課題 1: 下の本文のうち、「バックサクション機能を備えたポンプ機構およびこのポンプ機構を備えたポンプ式製品」を含む語句で始まり「を呈するポンプ機構に関する。」で終わる部分を、一字も変えずに引用せよ。

本文:
____

説明

バックサクション機能を備えたポンプ機構およびこのポンプ機構を備えたポンプ式製品

【課題】バックサクション機能を備えたポンプ機構の組立手順の簡単化、当該機構全体のコスト低減化、および当該バックサクション機能の確実化を図る。
【解決手段】利用者の液状内容物吐出操作によって下動し貯留空間域Bの容積を減少させ、操作解除時にはジャバラ部材6の復帰作用によって上動し貯留空間域Bの容積を拡大させるスパウト1に対して、上方に相対移動すると吐出弁作用部(1d,3a)を開状態とし下方に相対移動すると吐出弁作用部を閉状態とする吐出弁部材3を、容器本体側の内側起立部5cや吸込弁部材4の上側筒状部の外周面に摩擦係合するようにして、操作解除時の初期段階で吐出弁作用部を開状態としたままスパウト1が上動し、通路部分1aなどに残留する液状内容物を貯留空間域Bに吸引するようにした。

【発明の詳細な説明】
【技術分野】
【0001】
本発明は、バックサクション機能を備えたポンプ機構、例えばエアレスポンプ機構などに関する。
【0002】
特に操作部材の液状内容物吐出操作の解除直後に、当該操作部材と吐出弁部材との間の弁作用および操作部材復帰作動部の作用により、吐出口側の残留液状内容物に対してバックサクション作用を呈するポンプ機構に関する。
【0003】
なお、本明細書で用いる「液状内容物」は後述のようにクリーム状,ペースト状またはゾル状などの各種内容物を含む概念である。
【0004】
本発明は、容器本体の液状内容物収容空間域を画定する底部が液状内容物吐出動作にともなう当該空間域の圧力低下に応じて上方向に移動するタイプのエアレスポンプ機構および、この液状内容物収容空間域の圧力低下に応じた分の大気が当該空間域に流入する固定底部タイプの通常ポンプ機構のそれぞれを対象とする。ただ、以下の記載では単なる説明の便宜上、エアレスポンプ機構の場合を主たる前提としている。
【背景技術】
【0005】
バックサクション機能を備えたエアレスポンプ機構自体は、例えば下記特許文献1で開示される。

____

作業資料:

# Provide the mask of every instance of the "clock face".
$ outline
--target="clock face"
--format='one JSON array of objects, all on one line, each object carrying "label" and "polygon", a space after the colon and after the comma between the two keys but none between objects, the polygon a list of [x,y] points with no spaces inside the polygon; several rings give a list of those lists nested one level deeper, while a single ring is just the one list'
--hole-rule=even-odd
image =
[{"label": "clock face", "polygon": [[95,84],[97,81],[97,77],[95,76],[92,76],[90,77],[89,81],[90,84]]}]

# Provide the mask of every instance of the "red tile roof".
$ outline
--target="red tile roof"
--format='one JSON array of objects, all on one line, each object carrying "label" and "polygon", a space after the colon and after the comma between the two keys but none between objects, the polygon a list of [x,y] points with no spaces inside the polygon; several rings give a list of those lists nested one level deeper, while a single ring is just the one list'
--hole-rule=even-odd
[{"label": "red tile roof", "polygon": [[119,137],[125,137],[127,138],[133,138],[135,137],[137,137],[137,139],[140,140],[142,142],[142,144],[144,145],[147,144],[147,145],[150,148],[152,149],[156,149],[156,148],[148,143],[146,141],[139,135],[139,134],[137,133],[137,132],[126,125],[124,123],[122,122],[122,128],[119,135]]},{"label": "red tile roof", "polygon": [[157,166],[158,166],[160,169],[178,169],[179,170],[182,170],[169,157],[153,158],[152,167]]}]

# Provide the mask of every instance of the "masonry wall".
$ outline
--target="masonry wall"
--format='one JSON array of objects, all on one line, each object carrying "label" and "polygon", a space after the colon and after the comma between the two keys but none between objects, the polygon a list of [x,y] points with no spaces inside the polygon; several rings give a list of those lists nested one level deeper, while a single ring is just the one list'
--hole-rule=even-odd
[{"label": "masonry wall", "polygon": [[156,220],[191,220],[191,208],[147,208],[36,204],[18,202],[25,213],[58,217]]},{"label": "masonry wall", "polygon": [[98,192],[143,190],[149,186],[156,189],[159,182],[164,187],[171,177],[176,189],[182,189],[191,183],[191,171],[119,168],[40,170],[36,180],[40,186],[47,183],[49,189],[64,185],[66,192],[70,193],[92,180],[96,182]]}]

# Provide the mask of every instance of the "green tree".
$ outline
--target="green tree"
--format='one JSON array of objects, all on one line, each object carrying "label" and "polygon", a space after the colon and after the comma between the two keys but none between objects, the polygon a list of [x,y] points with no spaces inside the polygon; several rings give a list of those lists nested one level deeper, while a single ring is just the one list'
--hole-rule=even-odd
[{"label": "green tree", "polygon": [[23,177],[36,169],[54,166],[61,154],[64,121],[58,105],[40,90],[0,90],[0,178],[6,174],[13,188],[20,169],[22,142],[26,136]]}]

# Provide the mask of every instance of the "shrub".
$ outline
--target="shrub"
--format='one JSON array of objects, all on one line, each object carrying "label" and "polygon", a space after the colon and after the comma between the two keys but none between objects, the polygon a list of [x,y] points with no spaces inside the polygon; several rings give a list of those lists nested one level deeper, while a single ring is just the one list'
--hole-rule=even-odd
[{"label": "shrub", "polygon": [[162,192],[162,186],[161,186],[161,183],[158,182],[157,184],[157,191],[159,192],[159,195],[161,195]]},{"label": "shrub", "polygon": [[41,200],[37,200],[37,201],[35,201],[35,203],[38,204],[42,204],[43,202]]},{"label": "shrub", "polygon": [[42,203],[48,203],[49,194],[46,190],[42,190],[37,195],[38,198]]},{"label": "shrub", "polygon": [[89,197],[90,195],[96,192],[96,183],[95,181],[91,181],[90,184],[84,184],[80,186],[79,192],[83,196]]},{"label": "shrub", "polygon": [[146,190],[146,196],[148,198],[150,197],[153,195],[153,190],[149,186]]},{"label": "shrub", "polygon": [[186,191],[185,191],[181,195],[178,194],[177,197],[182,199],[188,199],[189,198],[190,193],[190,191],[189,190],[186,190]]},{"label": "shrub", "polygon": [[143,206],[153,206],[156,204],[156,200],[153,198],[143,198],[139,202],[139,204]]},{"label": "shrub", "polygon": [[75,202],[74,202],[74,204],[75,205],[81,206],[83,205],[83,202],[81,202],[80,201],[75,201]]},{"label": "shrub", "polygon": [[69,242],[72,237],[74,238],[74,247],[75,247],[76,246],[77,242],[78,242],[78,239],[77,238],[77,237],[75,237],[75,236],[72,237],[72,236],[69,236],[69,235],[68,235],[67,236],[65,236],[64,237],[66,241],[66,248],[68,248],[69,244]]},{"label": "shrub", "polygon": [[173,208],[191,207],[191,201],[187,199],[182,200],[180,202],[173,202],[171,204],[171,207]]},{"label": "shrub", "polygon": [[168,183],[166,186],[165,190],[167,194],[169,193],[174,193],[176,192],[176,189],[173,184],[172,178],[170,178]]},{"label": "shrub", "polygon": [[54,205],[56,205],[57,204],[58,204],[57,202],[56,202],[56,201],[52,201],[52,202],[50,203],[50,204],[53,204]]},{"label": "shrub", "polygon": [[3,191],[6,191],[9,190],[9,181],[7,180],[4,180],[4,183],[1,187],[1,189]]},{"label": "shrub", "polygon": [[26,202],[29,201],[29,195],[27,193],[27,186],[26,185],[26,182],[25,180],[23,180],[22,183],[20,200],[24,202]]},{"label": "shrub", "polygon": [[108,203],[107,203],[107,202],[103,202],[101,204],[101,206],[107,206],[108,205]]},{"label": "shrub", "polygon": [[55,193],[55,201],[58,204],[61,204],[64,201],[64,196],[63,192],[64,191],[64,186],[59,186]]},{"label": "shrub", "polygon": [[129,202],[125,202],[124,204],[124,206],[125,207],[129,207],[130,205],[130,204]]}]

____

課題 2: 上の記録から、「green」という文字列を含む行をすべて抜き出し、そのまま書き写せ。

解答 1:
バックサクション機能を備えたポンプ機構およびこのポンプ機構を備えたポンプ式製品

【課題】バックサクション機能を備えたポンプ機構の組立手順の簡単化、当該機構全体のコスト低減化、および当該バックサクション機能の確実化を図る。
【解決手段】利用者の液状内容物吐出操作によって下動し貯留空間域Bの容積を減少させ、操作解除時にはジャバラ部材6の復帰作用によって上動し貯留空間域Bの容積を拡大させるスパウト1に対して、上方に相対移動すると吐出弁作用部(1d,3a)を開状態とし下方に相対移動すると吐出弁作用部を閉状態とする吐出弁部材3を、容器本体側の内側起立部5cや吸込弁部材4の上側筒状部の外周面に摩擦係合するようにして、操作解除時の初期段階で吐出弁作用部を開状態としたままスパウト1が上動し、通路部分1aなどに残留する液状内容物を貯留空間域Bに吸引するようにした。

【発明の詳細な説明】
【技術分野】
【0001】
本発明は、バックサクション機能を備えたポンプ機構、例えばエアレスポンプ機構などに関する。
【0002】
特に操作部材の液状内容物吐出操作の解除直後に、当該操作部材と吐出弁部材との間の弁作用および操作部材復帰作動部の作用により、吐出口側の残留液状内容物に対してバックサクション作用を呈するポンプ機構に関する。

解答 2:
# Provide the mask of every instance of the "green tree".
--target="green tree"
[{"label": "green tree", "polygon": [[23,177],[36,169],[54,166],[61,154],[64,121],[58,105],[40,90],[0,90],[0,178],[6,174],[13,188],[20,169],[22,142],[26,136]]}]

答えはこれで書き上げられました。